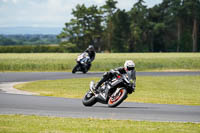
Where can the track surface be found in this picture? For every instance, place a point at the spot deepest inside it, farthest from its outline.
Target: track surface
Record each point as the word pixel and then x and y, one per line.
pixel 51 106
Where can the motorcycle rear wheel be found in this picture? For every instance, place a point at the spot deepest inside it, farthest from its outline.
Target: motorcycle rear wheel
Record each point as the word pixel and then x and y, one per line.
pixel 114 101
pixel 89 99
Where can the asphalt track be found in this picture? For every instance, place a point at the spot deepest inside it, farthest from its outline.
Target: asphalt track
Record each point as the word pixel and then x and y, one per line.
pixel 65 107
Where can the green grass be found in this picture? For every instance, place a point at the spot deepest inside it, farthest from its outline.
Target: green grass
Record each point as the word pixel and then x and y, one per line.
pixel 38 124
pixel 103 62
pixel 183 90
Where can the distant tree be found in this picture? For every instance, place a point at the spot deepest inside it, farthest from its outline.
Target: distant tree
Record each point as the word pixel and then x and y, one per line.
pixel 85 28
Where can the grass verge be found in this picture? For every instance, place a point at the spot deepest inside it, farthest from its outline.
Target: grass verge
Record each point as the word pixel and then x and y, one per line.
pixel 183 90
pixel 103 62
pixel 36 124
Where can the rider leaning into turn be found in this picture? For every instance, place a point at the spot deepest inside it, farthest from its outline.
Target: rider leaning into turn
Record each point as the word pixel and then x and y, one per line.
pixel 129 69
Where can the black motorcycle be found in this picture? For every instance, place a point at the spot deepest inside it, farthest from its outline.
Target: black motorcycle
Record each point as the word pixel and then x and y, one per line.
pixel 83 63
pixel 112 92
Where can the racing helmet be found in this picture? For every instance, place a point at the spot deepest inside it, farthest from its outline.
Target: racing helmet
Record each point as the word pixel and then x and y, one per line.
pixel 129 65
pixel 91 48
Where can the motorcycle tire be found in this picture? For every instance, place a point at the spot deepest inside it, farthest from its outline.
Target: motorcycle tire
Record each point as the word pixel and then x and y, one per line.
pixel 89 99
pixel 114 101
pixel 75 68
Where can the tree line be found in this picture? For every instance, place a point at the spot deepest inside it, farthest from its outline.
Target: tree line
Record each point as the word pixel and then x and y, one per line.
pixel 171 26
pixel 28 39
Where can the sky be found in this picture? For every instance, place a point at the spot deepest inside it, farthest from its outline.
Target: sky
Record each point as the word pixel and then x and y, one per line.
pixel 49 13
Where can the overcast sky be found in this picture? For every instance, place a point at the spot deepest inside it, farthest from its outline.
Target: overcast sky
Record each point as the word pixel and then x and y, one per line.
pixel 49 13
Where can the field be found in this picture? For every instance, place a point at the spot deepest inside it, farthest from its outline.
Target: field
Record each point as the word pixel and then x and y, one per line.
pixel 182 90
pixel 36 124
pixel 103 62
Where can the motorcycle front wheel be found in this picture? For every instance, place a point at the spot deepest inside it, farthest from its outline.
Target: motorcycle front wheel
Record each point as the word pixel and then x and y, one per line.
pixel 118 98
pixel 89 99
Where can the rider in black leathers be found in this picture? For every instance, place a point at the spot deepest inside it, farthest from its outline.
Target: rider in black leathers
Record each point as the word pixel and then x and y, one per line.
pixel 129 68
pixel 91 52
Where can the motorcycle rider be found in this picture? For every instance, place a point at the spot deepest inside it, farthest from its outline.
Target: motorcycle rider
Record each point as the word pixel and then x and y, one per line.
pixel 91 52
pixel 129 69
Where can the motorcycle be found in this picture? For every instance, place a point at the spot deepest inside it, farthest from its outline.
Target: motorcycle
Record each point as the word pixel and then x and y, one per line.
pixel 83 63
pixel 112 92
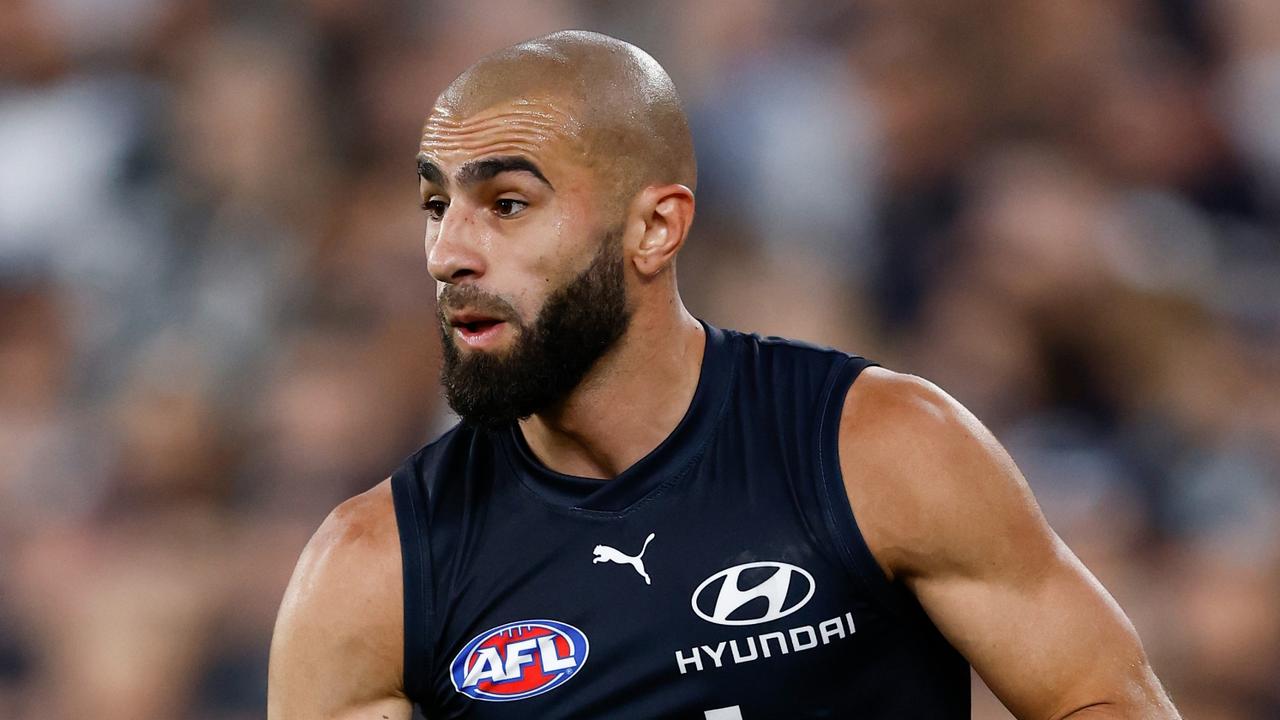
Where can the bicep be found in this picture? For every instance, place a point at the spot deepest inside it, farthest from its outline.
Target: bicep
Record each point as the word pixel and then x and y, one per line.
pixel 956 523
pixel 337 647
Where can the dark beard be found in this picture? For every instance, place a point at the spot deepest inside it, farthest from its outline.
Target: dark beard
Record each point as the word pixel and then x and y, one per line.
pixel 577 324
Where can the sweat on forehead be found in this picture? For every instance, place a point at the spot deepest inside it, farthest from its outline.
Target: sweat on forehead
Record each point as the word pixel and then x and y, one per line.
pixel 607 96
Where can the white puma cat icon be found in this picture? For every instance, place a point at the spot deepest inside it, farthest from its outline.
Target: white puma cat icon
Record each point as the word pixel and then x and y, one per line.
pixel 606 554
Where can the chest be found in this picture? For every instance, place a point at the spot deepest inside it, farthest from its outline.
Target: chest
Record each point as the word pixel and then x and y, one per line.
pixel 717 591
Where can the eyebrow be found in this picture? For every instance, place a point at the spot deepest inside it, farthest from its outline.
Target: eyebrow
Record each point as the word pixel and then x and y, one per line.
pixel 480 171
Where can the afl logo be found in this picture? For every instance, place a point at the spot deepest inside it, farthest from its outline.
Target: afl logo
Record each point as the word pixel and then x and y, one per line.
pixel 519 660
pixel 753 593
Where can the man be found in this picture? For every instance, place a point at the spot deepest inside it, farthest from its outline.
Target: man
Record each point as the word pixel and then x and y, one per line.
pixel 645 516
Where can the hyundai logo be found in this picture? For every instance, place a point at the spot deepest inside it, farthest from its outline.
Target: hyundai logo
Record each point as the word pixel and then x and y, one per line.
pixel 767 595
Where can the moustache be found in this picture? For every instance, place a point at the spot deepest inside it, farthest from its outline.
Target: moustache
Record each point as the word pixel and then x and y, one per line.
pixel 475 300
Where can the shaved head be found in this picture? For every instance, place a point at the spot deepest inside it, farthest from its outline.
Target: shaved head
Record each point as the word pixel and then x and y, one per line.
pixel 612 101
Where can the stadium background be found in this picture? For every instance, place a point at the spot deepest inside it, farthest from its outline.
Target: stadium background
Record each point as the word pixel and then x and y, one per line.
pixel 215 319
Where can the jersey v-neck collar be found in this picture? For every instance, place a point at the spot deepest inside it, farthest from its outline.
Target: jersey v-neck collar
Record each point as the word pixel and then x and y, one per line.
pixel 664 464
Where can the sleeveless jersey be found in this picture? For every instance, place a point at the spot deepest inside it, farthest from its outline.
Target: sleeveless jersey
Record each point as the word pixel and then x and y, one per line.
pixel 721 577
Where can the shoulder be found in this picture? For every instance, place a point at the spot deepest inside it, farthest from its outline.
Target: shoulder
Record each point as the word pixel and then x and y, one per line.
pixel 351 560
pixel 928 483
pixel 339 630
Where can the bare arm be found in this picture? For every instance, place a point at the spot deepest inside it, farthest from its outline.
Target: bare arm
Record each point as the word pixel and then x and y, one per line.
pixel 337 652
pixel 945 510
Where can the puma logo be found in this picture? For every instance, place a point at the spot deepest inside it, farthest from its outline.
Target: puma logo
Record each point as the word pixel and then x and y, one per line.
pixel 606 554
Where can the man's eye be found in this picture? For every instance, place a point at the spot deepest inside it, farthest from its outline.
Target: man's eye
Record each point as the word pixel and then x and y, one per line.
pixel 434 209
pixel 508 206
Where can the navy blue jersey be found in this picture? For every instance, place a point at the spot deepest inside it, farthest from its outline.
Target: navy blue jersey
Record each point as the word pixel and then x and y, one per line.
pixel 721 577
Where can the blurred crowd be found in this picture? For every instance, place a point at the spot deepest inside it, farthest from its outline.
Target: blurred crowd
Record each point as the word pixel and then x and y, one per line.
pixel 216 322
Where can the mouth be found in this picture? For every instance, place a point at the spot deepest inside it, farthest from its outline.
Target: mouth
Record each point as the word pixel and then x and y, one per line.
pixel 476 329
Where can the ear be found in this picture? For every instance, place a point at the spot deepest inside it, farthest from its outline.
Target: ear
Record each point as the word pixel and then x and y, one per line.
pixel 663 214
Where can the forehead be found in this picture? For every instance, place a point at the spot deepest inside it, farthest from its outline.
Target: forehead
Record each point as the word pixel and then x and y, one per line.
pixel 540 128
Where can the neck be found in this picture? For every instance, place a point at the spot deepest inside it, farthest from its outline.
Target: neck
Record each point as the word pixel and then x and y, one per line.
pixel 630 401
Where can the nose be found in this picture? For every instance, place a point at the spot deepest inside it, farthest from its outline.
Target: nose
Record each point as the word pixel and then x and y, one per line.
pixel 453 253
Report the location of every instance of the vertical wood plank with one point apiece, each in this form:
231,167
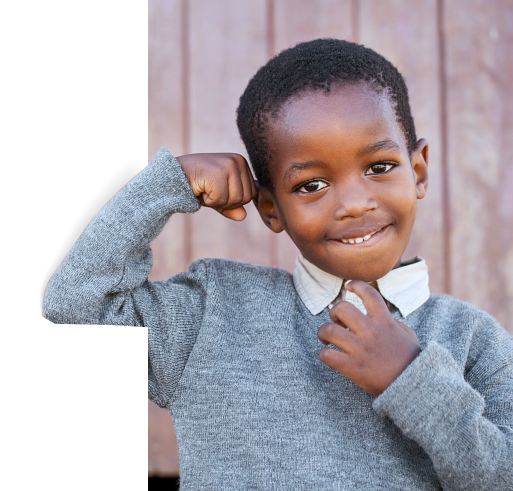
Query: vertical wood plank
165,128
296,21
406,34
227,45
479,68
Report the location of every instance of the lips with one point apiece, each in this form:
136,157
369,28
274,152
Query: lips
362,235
-*-
## Exercise details
The lines needed are those in the data above that hold the string "tire"; copy each of them.

## Exercise output
Where can the motorcycle tire be found in this picture? For every instance, place a point at the spot deepest inside it, farthest from its outline.
Target: motorcycle tire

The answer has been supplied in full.